• Description of the task: Copy the passage of the Kansas album review between "Next up is arguably" and "grandeur below him.", inclusive, word for word.

• Text passage:
## start

I think “Down the Road” is a misunderstood Kansas tune that too often gets a bad rap. I mean, here’s a band that only a little over a year before was unsigned, and were still playing beer joints and converted warehouses all across the Midwest. This is the same kind of music they were competing against for concert attention, and it’s not surprising they would throw this one in to soften up the listener before socking them with the bizarre and foreign-sounding onslaught that was about to follow. The same formula was more than likely employed in most of their concerts at the time as well, and was consistent with the opening “Can I Tell You” from their debut album and “It Takes a Woman’s Love (To Make a Man)” from the Masque album that would follow. And so what if the song is basically mid-tempo boogying with some southern fiddle and Allman Brothers-inspired twin guitar blues jamming? They do it with flair and the song establishes credibility for the band with the mainstream audiences they are trying to win over. A brilliant stroke of showmanship if you ask me, and executed with the kind of brash gusto not found all that often in the more staid traditional progressive community. I say ‘Bravo’!

Next up is arguably the finest single work the band ever put out – the spacious and inspiring “Song for America”. I’ve always felt that Kansas’ music manages to project that overwhelming sense of awe and connection with our land and our ancestors that one feels when driving across some of the vast stretches of the American landscape. This feeling is especially poignant across the great plains and up into the Missouri breaks, where one can drive for hours surrounded by nothing but open spaces and vast farmlands of waving wheat, corn, sunflowers, and prairie grasses, all punctuated like a shotgun blast-pattern with cattle and horses roaming unencumbered. This song captures that feeling flawlessly. And that’s exactly what Kerry Livgren was going for when he wrote it, while flying high above the landscape and viewing the vastness and grandeur below him.

Two things really stand out on this track, and both are largely what make this a uniquely American sound – Steve Walsh’s piano and Robby Steinhardt’s violin. Walsh’s keyboards here are not especially complex, but his matter-of-fact delivery is superb and fits the overall mood of the song perfectly. Steinhardt on violin sounds like some swamp fiddler who was drug out of the bayou, cleaned up, and given a few lessons on the classics. You can take the boy out of the farm, but you can’t…. Anyway, his delivery is technically impeccable, but more importantly it has soul in a way that chamber strings just cannot match.

So the lyrics have to be addressed as well, I suppose. Livgren paints a tale of an unspoiled virgin land that is assaulted and savaged by insensitive European settlers:

“Across the sea there came a multitude, sailing ships upon the wave; filled with visions of Utopia, and the freedom that they crave –

Ravage, plunder, see no wonder, rape and kill and tear asunder; chop the forest, plow it under.....”

## end

• Supplied data:
## start

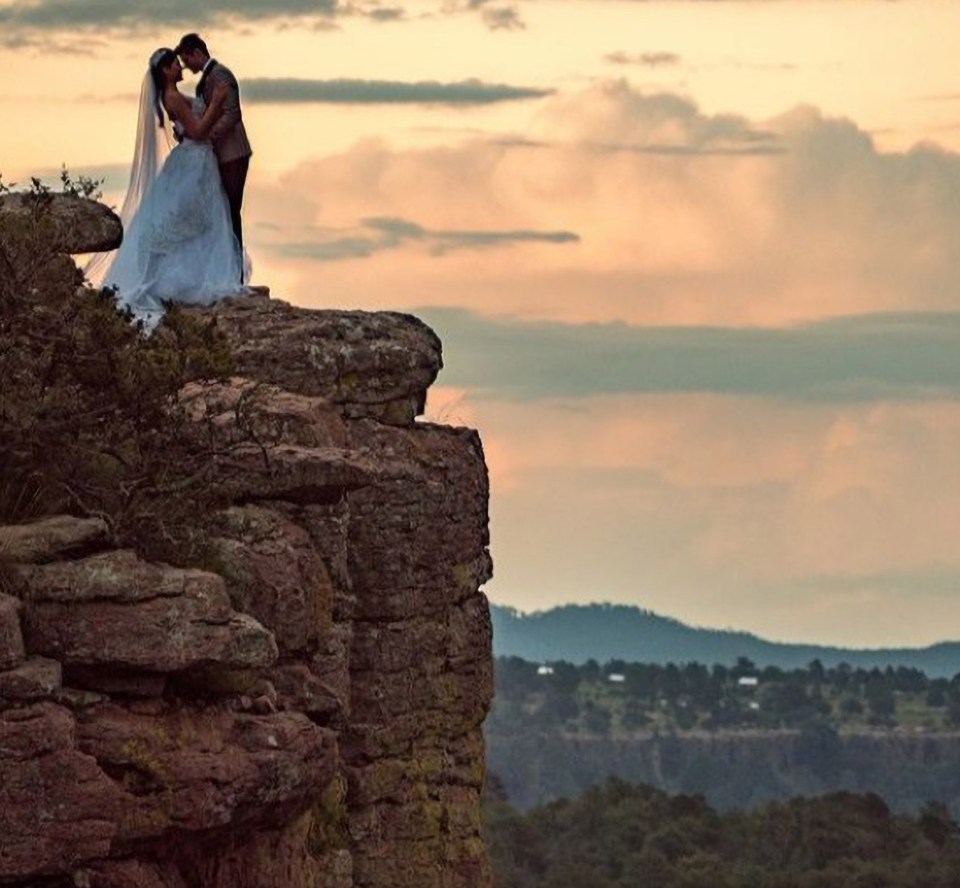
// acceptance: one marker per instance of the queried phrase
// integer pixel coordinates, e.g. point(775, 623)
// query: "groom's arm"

## end

• The answer:
Next up is arguably the finest single work the band ever put out – the spacious and inspiring “Song for America”. I’ve always felt that Kansas’ music manages to project that overwhelming sense of awe and connection with our land and our ancestors that one feels when driving across some of the vast stretches of the American landscape. This feeling is especially poignant across the great plains and up into the Missouri breaks, where one can drive for hours surrounded by nothing but open spaces and vast farmlands of waving wheat, corn, sunflowers, and prairie grasses, all punctuated like a shotgun blast-pattern with cattle and horses roaming unencumbered. This song captures that feeling flawlessly. And that’s exactly what Kerry Livgren was going for when he wrote it, while flying high above the landscape and viewing the vastness and grandeur below him.